● **TASK DESCRIPTION**
Reproduce each of the following records word for word, leaving every line unchanged.

▼

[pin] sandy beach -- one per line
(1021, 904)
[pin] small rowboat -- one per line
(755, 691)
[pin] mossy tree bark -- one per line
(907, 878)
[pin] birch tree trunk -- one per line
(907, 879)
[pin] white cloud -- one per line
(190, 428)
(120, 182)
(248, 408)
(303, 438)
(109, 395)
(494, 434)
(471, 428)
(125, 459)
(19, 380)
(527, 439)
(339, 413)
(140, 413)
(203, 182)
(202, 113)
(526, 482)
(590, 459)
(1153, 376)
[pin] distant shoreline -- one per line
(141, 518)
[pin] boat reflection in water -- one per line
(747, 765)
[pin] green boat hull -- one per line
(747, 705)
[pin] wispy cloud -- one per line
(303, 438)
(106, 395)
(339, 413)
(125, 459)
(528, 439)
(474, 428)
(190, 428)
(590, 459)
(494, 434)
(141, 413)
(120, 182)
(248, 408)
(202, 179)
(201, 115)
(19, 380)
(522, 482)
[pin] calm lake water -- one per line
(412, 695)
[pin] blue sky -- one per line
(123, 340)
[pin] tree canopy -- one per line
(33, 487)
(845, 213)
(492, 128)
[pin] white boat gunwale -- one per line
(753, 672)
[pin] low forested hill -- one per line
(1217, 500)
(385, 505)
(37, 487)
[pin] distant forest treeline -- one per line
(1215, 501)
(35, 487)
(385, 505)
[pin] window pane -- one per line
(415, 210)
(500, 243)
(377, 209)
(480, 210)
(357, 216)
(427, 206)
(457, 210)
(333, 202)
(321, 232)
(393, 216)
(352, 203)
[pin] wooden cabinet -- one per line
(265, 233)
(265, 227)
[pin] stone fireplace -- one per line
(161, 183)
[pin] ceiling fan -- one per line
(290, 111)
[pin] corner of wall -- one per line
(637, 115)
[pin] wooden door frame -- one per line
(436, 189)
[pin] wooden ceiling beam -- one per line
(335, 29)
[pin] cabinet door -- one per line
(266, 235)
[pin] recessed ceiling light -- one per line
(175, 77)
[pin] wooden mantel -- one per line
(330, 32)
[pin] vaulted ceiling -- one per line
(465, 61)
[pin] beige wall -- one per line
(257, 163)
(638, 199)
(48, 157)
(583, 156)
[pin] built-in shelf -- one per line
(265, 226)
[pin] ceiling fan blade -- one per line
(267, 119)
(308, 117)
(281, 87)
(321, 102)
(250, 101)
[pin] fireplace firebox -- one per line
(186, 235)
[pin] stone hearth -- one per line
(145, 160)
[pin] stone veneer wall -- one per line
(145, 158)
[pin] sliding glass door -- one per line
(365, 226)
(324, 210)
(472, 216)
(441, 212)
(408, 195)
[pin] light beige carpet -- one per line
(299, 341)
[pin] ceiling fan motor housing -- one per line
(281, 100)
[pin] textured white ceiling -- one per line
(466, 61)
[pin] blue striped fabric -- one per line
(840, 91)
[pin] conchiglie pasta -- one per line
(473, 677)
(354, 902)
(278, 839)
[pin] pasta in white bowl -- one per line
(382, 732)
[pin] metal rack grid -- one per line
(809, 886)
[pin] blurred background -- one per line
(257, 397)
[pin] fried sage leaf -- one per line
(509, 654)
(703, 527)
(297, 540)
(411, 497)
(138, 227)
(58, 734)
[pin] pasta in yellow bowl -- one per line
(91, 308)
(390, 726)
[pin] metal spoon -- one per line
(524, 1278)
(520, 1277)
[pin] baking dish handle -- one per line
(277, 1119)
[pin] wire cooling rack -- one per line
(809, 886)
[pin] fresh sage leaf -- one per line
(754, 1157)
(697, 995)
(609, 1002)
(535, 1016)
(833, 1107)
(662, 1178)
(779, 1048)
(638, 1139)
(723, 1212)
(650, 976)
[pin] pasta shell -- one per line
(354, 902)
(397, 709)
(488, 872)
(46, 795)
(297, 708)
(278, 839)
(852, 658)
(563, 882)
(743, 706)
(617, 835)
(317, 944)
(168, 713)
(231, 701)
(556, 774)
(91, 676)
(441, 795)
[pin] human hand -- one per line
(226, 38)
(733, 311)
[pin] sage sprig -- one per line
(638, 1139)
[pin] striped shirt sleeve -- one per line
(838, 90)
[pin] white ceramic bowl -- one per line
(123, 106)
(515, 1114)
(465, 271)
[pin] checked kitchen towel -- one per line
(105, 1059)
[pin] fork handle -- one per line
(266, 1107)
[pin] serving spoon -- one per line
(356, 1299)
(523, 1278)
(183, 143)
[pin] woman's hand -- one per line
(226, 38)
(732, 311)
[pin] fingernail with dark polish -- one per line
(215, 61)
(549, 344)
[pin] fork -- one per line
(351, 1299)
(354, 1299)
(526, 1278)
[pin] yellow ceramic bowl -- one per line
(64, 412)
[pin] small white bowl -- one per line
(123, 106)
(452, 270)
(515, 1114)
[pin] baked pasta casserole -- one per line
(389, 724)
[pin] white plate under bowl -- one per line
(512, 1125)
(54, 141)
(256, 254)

▲

● **EXERCISE RESPONSE**
[pin] sandy beach -- one per line
(1021, 904)
[pin] small rowboat -- one per line
(755, 691)
[pin] mossy tree bark -- one per line
(907, 878)
[pin] birch tree trunk -- one per line
(907, 879)
[pin] white cloud -- one per line
(190, 428)
(120, 182)
(248, 408)
(303, 438)
(109, 395)
(494, 434)
(471, 428)
(125, 459)
(19, 380)
(527, 439)
(339, 413)
(140, 413)
(203, 182)
(202, 113)
(526, 482)
(590, 459)
(1153, 376)
[pin] distant shoreline -- one per line
(141, 518)
[pin] boat reflection in water -- one per line
(747, 765)
[pin] green boat hull -- one per line
(747, 705)
[pin] wispy cloud -- one per line
(303, 438)
(106, 395)
(339, 413)
(125, 459)
(528, 439)
(474, 428)
(190, 428)
(590, 459)
(494, 434)
(141, 413)
(120, 182)
(248, 408)
(202, 179)
(201, 115)
(19, 380)
(522, 482)
[pin] calm lake water -- one per line
(412, 695)
[pin] blue sky -- one per line
(123, 340)
[pin] tree canopy -- one per line
(33, 487)
(845, 213)
(492, 128)
[pin] white boat gunwale -- one per line
(753, 672)
[pin] low forested hill -- one per line
(1217, 500)
(385, 505)
(37, 487)
[pin] distant forest treeline -- one per line
(1215, 501)
(35, 487)
(385, 505)
[pin] window pane -- one per line
(415, 210)
(500, 243)
(377, 209)
(480, 210)
(357, 216)
(427, 206)
(457, 210)
(333, 202)
(321, 232)
(393, 216)
(352, 203)
[pin] wooden cabinet -- one per line
(265, 233)
(265, 227)
[pin] stone fireplace -- one per line
(161, 183)
[pin] ceiling fan -- one per line
(290, 111)
[pin] corner of wall -- one per line
(637, 115)
[pin] wooden door frame -- one per line
(436, 189)
[pin] wooden ceiling beam -- one per line
(335, 29)
[pin] cabinet door -- one per line
(266, 235)
[pin] recessed ceiling light -- one per line
(175, 77)
[pin] wooden mantel -- one per line
(330, 32)
[pin] vaulted ceiling -- one per line
(465, 61)
[pin] beige wall -- one per line
(257, 163)
(638, 199)
(48, 157)
(583, 156)
[pin] built-in shelf -- one per line
(265, 226)
[pin] ceiling fan blade -- one per line
(267, 119)
(308, 117)
(281, 87)
(321, 102)
(250, 101)
[pin] fireplace firebox -- one per line
(186, 235)
[pin] stone hearth -- one per line
(145, 160)
[pin] stone veneer wall -- one per line
(145, 158)
[pin] sliding glass door -- one per line
(365, 226)
(324, 210)
(472, 216)
(441, 212)
(408, 195)
[pin] light beige carpet -- one per line
(299, 341)
[pin] ceiling fan motor housing -- one per line
(281, 100)
[pin] textured white ceiling -- one per line
(466, 61)
[pin] blue striped fabric -- one per line
(840, 91)
[pin] conchiglie pasta -- one per line
(473, 677)
(354, 902)
(278, 839)
[pin] pasta in white bowl -- one per line
(382, 732)
[pin] metal rack grid -- one per line
(809, 886)
[pin] blurred background -- one per line
(257, 397)
[pin] fried sage leaf -- one per line
(509, 654)
(703, 527)
(297, 540)
(411, 497)
(138, 227)
(58, 734)
[pin] pasta in yellow bowl -- one per line
(91, 308)
(390, 726)
[pin] metal spoon -- one per line
(524, 1278)
(520, 1277)
[pin] baking dish handle -- one per line
(277, 1119)
[pin] wire cooling rack -- one per line
(809, 886)
[pin] fresh sage leaf -- one per line
(754, 1157)
(697, 995)
(609, 1002)
(535, 1016)
(833, 1107)
(662, 1178)
(779, 1048)
(638, 1139)
(723, 1212)
(650, 976)
[pin] pasta shell -- one per line
(354, 902)
(397, 709)
(488, 872)
(46, 795)
(297, 708)
(278, 839)
(852, 658)
(563, 882)
(743, 706)
(617, 835)
(317, 944)
(168, 713)
(231, 701)
(556, 774)
(91, 676)
(441, 795)
[pin] human hand -- one per line
(226, 38)
(733, 311)
[pin] sage sprig -- one per line
(638, 1139)
[pin] striped shirt sleeve -- one per line
(838, 90)
[pin] white ceramic bowl -- one per line
(123, 106)
(515, 1114)
(465, 271)
[pin] checked kitchen towel -- one per line
(105, 1059)
[pin] fork handle -- one per line
(266, 1107)
[pin] serving spoon -- one per line
(356, 1299)
(523, 1278)
(183, 143)
[pin] woman's hand -- one per line
(226, 38)
(732, 311)
[pin] fingernail with dark polish -- one per line
(215, 61)
(549, 344)
[pin] fork -- one per line
(351, 1299)
(354, 1299)
(526, 1278)
[pin] yellow ceramic bowl -- one per line
(64, 412)
[pin] small white bowl -- one per line
(123, 106)
(452, 270)
(515, 1114)
[pin] baked pasta casserole -- one per line
(389, 724)
[pin] white plate under bowl -- one per line
(512, 1125)
(54, 141)
(256, 254)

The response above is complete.